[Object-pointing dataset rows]
========
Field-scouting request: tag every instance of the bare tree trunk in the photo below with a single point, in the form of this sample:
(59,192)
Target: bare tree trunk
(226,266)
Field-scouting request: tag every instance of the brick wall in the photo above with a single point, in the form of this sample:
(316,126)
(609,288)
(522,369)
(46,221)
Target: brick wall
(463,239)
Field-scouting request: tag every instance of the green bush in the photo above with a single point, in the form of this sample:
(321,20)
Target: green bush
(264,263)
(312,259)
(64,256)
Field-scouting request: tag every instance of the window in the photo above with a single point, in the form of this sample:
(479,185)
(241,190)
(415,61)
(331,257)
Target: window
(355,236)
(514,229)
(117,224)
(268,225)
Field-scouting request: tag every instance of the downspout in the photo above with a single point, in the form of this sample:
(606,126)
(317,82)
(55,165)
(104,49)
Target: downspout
========
Reproduce all of the entries above verbatim, line for line, with no changes.

### EXPECTED ANSWER
Field-scouting request: tag every instance of the bare tree trunk in the photo below with a single point, in the form of this sample:
(59,192)
Target: bare tree trunk
(226,266)
Field-scouting request: tag every instance of the brick wall in the photo above with a single point, in the form of this sample:
(316,126)
(609,288)
(522,369)
(46,221)
Target: brick wall
(463,239)
Field-scouting request: tag every instance of the green bush in the photo above with a single point, in the form of this sample:
(321,20)
Target: green bush
(264,263)
(312,259)
(64,256)
Field-scouting request: tag every instance of the window in the photo above with a single point, in the form of this sample:
(479,185)
(241,190)
(415,61)
(331,257)
Target: window
(355,236)
(514,229)
(117,224)
(268,225)
Field-scouting request: tag every instance of the downspout in the photo above with a single point, in the form of this sample:
(606,126)
(317,82)
(55,165)
(104,49)
Target: downspout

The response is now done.